**Supplied text:**
════

Patna: Amid the fast-rising COVID-19 cases across the country, fear and rumours of a likely lockdown are growing and spreading once again in rural Bihar. Dayamuni Devi, a frail middle-aged woman, is anxious about her son, a migrant worker in a plastic factory in Maharashtra, losing her job due to another lockdown. She is apprehensive as she saw how thousands of migrant workers returned to their home state Bihar during the second wave in April-May 2021 and the first wave in March-April 2020.
So far, there are no reports of migrant workers returning and the state government has not officially confirmed any such thing either. But the Nitish Kumar-led government claimed that it was alert about dealing with any eventuality in the coming days. The labour department has planned to issue a new toll-free number soon to provide help to migrant workers in view of the third wave of the COVID-19 pandemic.
Officials at the Bihar state disaster management department also said that to date, there was no information about migrant workers returning. The officials admitted to the growing fear and rumours of lockdown among migrant workers.
“Some co-villagers, as well as relatives, informed me that the COVID-19 situation is alarming and the country is heading for a lockdown like the past two years. A lockdown will force my son to lose his job and return to the village. He will be rendered unemployed again. It will be another challenge for the poor like us,” said Dayamuni, a resident of Rampur village in Arwal district of Bihar.
Till last month, Dayamuni was happy and has planned to start searching for a groom for her youngest daughter for marriage during ‘lagan’ (traditional marriage season during summer) this year. “Due to the likely lockdown, we will have to struggle for livelihood. Everything will come back to square one,” she said.

════

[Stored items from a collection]
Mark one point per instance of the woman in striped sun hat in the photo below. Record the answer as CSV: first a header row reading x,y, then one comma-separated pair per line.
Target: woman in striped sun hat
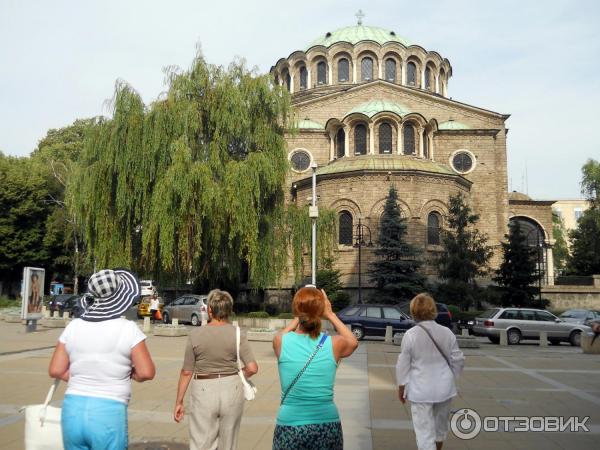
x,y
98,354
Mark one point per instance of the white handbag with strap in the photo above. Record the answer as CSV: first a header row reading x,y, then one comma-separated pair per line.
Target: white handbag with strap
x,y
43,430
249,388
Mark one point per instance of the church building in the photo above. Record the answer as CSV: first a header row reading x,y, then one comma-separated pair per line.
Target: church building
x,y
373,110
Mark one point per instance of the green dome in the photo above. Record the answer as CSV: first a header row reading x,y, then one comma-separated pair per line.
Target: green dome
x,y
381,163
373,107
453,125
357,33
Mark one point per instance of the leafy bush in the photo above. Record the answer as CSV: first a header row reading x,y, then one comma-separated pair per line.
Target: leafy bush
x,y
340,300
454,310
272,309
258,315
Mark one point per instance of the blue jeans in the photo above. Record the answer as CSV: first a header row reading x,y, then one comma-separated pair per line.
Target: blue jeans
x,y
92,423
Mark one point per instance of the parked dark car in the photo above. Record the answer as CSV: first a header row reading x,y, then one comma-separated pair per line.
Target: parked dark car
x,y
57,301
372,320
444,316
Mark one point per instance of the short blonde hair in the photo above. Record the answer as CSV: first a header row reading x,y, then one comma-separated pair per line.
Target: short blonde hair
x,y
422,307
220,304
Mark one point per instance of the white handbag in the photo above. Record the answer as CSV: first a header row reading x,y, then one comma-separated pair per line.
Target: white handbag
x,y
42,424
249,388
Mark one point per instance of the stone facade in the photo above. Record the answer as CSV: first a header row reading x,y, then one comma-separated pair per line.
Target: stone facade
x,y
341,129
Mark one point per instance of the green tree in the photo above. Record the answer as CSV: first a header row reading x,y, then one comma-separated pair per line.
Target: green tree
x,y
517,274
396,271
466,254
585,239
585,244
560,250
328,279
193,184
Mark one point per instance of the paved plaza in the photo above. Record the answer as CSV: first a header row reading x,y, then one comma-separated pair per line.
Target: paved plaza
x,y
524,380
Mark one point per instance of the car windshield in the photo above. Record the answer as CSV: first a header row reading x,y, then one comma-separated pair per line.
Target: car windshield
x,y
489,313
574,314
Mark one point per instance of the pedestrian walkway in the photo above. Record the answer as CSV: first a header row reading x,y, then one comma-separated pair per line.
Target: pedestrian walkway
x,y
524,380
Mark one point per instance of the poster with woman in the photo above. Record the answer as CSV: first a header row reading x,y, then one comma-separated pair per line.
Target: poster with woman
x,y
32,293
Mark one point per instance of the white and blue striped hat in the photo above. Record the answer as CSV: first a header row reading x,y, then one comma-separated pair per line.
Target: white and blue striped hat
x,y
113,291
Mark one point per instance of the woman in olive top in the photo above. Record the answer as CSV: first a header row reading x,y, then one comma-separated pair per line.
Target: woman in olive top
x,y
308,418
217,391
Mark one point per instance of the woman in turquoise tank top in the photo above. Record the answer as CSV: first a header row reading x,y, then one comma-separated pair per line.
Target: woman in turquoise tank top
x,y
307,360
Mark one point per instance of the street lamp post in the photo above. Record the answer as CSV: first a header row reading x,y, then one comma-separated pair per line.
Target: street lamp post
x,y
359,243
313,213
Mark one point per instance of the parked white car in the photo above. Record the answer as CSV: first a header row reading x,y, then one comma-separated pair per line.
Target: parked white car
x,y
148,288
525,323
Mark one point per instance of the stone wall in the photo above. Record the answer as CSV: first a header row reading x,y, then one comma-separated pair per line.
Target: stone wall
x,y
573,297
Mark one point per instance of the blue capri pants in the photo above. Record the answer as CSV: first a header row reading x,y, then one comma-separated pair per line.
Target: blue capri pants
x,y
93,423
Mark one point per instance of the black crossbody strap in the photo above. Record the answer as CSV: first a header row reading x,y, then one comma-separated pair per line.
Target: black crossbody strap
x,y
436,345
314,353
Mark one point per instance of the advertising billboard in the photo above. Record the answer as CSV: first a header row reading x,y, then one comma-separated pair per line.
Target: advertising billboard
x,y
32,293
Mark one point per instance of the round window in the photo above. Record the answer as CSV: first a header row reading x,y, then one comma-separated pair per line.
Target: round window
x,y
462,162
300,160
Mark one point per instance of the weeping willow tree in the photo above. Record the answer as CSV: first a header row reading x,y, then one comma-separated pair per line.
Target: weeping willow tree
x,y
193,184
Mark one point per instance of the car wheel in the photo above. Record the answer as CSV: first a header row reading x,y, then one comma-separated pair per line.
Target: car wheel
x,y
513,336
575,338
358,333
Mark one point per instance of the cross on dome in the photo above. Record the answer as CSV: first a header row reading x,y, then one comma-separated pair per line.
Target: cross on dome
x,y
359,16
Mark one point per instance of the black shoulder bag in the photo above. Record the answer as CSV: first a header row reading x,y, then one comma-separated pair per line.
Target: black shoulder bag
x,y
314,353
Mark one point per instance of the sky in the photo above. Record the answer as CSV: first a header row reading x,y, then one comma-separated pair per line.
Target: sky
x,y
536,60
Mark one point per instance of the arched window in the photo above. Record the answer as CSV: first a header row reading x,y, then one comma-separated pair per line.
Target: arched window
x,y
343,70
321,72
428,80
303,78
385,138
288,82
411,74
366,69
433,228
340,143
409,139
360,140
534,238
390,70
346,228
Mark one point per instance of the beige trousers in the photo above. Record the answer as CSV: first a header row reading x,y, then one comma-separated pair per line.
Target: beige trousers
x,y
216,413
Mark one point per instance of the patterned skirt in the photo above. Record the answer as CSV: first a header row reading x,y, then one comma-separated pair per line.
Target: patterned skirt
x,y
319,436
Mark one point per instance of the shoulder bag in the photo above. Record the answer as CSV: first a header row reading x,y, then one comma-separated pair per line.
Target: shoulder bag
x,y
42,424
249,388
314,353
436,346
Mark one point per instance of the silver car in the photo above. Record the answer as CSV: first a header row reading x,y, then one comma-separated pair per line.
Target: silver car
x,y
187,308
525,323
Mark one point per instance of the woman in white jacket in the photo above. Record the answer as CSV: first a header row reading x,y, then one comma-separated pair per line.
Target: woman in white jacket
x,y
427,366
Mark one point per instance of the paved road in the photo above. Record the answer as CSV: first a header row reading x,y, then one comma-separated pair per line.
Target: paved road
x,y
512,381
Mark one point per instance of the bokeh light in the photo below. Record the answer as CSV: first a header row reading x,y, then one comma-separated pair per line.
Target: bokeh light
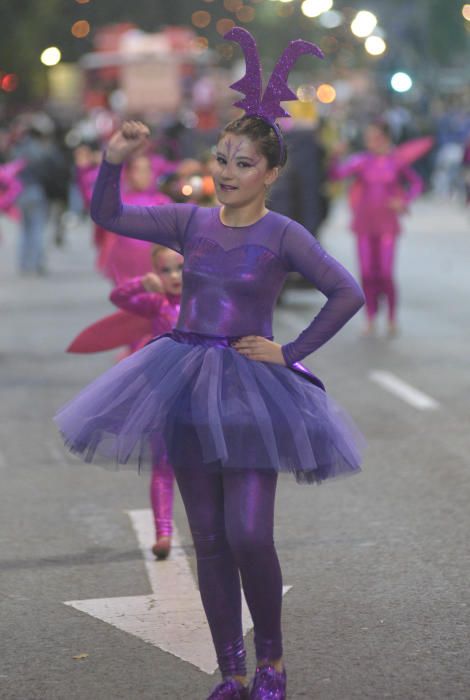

════

**Prompt:**
Extend the report on lockdown fears among migrant workers' families in rural Bihar, picking up right after its final sentence.

**Exercise answer:**
Dayamuni said her son, like thousands of migrant workers in Mumbai, was also restless and fearing the lockdown. “He told me that in view of night curfew and the fear of a lockdown being imposed at any time in Mumbai, migrant workers are fearful. My son frankly said he will not return until the lockdown is imposed. But hundreds of migrant workers had already left Mumbai for Bihar in the last two days,” she said.
She said that her son returned to work in August after spending months in the village without work because of the lockdown back then.
She has highlighted the pain of the impact of lockdown on migrant workers’ households as there was no source of income after the labourers were rendered jobless in big cities and industrial towns.
Dayamuni is not alone in her apprehensions. She is one of the thousands of women, mainly mothers, wives and young daughters of migrant workers, who are afraid of a likely lockdown and its impact on their lives. They have been expressing their concern and discomfort about it as well.
“Last two years proved bad for us due to lockdown as my husband, a migrant worker, was forced to sit at home without earning. We had struggled to manage a family of six members. Our source of livelihood is his income. He works as a skilled worker at a factory in Kutch in Gujarat,” said Aarti Devi, wife of a migrant worker and resident of Tekari in Gaya district. “If lockdown is imposed this time, we will face immense difficulty in running the family. Already we are facing hardship due to price rise (inflation),” she added.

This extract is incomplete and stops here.